__ページ本文__.
---+---

写真左から パーソルテンプスタッフ株式会社 RPA営業推進課 大村氏(本プロジェクト PMO)、あいおいニッセイ同和損害保険株式会社 竹内氏・吉田氏・中島氏・平岡氏、 パーソルテンプスタッフ株式会社 RPA営業推進課 小野田氏(マネージャー/事業責任者)
 

自動車などの事故や火災といった不測の事態によって起こる損害に対し、保険金を支払う保険事業を展開するあいおいニッセイ同和損害保険株式会社では、昨年大幅な業務効率改善に成功したが、パーソルテンプスタッフの存在が欠かせなかったという。その舞台裏について詳しく話を伺った。

---+---

__データセット__.
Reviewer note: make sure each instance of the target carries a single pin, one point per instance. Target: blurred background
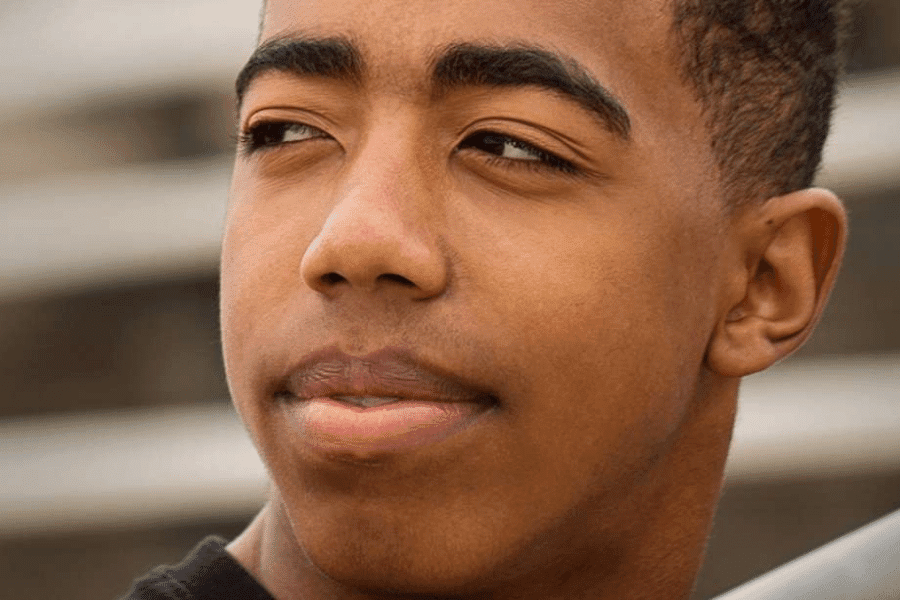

---+---

__指示__.
ページ本文で、本プロジェクトのPMOとして紹介されているのは誰ですか。 これらの行は別の出典から取られたものです。

__最終回答__.
パーソルテンプスタッフ株式会社 RPA営業推進課の大村氏です。